Remember: processes with a lower nice number run faster.

Note that because of the Unix scheduling system, renicing several processes to lower numbers is likely to increase paging activity if there is limited physical memory, and therefore adversely impact overall system performance.

What do process priority and niceness have to do with security? If an intruder has broken into your system and you have contacted the authorities and are tracing the phone call, slowing down the intruder with a priority of +10 or +15 will limit the damage that the intruder can do without hanging up the phone (and losing your chance to catch the intruder). Of course, any time that an intruder is on a system, exercise extreme caution.

Also, running your own shell with a higher priority may give you an advantage if the system is heavily loaded. The easiest way to do so is by typing:

# renice -5 $$

The shell will replace the $$ with the PID of the shell's process.

B.1.3.4 Process groups and sessions

With Berkeley-derived versions of Unix, including SVR4, each process is assigned a process ID (PID), a process group ID, and a session ID. Process groups and sessions are used to implement job control.

▶ _Input rows_
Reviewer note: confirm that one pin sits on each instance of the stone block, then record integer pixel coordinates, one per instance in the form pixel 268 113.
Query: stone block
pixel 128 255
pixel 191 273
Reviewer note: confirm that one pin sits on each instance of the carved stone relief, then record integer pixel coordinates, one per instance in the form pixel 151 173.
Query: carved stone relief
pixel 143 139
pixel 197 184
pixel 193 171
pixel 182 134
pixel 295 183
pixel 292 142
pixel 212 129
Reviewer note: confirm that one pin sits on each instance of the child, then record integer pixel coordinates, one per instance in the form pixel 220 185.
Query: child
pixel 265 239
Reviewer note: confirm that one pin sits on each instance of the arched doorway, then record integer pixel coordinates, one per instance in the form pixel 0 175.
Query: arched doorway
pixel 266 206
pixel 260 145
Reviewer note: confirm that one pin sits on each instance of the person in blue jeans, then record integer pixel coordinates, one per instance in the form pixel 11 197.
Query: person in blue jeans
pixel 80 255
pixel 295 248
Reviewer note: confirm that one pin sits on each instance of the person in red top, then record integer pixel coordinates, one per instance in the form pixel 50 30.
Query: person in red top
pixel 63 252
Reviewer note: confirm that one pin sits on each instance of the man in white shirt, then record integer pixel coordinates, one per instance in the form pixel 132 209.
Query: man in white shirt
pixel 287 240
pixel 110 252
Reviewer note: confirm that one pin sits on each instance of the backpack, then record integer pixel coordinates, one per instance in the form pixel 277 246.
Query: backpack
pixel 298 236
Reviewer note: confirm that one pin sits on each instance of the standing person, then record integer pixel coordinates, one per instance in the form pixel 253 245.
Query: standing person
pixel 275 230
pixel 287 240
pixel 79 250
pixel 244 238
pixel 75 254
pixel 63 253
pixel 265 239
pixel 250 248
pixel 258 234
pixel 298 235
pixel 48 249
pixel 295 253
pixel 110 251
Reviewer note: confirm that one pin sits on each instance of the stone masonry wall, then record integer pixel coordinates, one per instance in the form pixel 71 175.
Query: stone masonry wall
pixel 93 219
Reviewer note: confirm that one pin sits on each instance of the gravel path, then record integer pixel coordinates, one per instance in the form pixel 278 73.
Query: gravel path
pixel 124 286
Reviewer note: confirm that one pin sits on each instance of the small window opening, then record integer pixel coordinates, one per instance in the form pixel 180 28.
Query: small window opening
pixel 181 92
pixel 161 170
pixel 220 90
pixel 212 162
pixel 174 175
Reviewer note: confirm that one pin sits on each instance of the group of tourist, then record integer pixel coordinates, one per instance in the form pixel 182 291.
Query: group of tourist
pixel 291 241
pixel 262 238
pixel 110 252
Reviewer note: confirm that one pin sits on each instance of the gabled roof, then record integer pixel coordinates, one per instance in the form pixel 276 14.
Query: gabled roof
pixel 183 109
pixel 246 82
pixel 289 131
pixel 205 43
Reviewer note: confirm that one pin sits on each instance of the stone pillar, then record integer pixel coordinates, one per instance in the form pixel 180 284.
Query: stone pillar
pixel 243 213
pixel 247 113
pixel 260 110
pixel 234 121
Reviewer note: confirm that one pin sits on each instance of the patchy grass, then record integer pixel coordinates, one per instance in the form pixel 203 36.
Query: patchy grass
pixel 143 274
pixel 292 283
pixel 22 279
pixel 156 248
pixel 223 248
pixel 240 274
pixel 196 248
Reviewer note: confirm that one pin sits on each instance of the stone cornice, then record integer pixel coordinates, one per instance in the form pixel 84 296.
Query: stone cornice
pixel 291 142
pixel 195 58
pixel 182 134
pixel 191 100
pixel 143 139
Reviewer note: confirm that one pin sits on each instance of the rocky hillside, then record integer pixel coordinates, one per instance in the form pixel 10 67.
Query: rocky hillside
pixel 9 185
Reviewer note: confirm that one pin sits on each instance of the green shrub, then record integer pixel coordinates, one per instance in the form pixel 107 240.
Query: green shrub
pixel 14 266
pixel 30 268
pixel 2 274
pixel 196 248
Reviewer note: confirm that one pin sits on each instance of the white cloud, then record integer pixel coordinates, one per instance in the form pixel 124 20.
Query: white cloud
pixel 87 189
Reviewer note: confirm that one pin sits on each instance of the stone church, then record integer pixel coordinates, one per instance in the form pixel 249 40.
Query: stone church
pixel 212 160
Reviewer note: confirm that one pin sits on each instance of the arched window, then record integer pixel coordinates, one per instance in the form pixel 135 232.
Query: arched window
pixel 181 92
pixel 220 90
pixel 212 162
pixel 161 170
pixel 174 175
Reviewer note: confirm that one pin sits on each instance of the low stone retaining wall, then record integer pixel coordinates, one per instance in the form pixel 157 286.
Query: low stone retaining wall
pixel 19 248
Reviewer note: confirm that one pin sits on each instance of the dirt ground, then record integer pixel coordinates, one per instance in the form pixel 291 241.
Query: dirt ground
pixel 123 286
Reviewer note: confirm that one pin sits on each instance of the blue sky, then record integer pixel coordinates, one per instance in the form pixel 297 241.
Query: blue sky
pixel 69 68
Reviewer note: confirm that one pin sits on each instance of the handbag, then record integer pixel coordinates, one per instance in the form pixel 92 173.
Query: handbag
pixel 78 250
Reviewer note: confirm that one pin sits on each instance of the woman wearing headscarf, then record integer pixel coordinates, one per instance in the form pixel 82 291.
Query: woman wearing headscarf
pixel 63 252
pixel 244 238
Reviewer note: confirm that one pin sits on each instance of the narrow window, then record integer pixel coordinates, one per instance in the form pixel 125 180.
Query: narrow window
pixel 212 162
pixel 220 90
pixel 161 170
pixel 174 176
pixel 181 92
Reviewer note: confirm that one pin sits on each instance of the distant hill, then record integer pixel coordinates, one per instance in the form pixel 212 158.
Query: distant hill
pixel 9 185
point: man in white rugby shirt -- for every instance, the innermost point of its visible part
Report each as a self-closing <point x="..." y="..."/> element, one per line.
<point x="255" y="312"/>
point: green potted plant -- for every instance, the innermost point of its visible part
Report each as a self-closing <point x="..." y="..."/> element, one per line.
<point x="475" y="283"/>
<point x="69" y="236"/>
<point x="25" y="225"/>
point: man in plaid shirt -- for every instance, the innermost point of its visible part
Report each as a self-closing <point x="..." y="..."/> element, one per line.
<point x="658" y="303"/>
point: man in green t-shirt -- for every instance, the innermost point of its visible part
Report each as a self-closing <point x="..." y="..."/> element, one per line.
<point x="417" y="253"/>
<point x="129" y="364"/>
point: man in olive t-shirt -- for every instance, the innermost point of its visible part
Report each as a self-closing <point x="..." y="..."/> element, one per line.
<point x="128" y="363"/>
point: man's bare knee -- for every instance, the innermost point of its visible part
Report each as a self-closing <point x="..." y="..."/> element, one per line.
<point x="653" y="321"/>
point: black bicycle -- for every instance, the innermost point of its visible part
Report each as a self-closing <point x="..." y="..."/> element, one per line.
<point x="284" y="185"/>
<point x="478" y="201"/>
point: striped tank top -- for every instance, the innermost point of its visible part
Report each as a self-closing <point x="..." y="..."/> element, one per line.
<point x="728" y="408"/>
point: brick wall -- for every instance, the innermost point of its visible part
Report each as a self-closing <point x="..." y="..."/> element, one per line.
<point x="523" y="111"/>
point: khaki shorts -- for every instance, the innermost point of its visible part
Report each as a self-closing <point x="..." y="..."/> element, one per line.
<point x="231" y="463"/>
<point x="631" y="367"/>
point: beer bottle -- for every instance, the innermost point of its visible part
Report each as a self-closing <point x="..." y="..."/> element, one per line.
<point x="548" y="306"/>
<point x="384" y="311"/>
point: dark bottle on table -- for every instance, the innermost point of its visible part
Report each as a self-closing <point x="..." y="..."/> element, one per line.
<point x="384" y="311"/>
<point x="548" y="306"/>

▶ _Objectives_
1. Recast the records from the line containing "pixel 71 175." through the line containing "pixel 234 121" as a two-column CSV with the headers request and points, one row per request. Put each request's text and its answer in a single quoted field, with line breaks replaced by spaces.
2. Continue the passage on Unix process priority and process groups from the point where it stops.

▶ _Per-task outputs_
1.
request,points
"Reviewer note: confirm that one pin sits on each instance of the stone masonry wall, then record integer pixel coordinates, one per instance in the form pixel 71 175. Query: stone masonry wall","pixel 93 219"
"Reviewer note: confirm that one pin sits on each instance of the gravel path, then record integer pixel coordinates, one per instance in the form pixel 278 73. Query: gravel path","pixel 124 286"
"Reviewer note: confirm that one pin sits on each instance of the small window opening, then record integer pixel coordinates, one per instance in the form pixel 180 28. Query: small window opening","pixel 181 92 pixel 161 170 pixel 220 90 pixel 212 162 pixel 174 175"
"Reviewer note: confirm that one pin sits on each instance of the group of tourist, then record integer pixel coordinates, one per instance in the form pixel 182 291. Query: group of tourist","pixel 291 241 pixel 262 238 pixel 110 252"
"Reviewer note: confirm that one pin sits on each instance of the gabled roof, then record integer pixel coordinates, one per instance in the form pixel 276 14. Query: gabled roof","pixel 183 109 pixel 246 82 pixel 289 131 pixel 205 43"
"Reviewer note: confirm that one pin sits on each instance of the stone pillar, then record integer pixel coordinates, one per instance in the form pixel 180 284. Query: stone pillar","pixel 243 213 pixel 247 113 pixel 260 110 pixel 234 121"

2.
For each process, the PID is a unique number, the process group ID is the PID of the process group leader process, and the session ID is the PID of the session leader process. When a process is created, it inherits the process group ID and the session ID of its parent process. Any process may create a new process group by calling setpgrp( ) and may create a new session by calling the Unix system call setsid( ). All processes that have the same process group ID are said to be in the same process group.

Each Unix process group belongs to a session group. This is used to help manage signals and orphaned processes. Once a user has logged in, the user may start multiple sets of processes, or jobs, using the shell's job control mechanism. A job may have a single process, such as a single invocation of the ls command. Alternatively, a job may have several processes, such as a complex shell pipeline. For each of these jobs, there is a process group. Unix also keeps track of the particular process group that is controlling the terminal. This can be set or changed with ioctl( ) system calls. Only the controlling process group can read or write to the terminal.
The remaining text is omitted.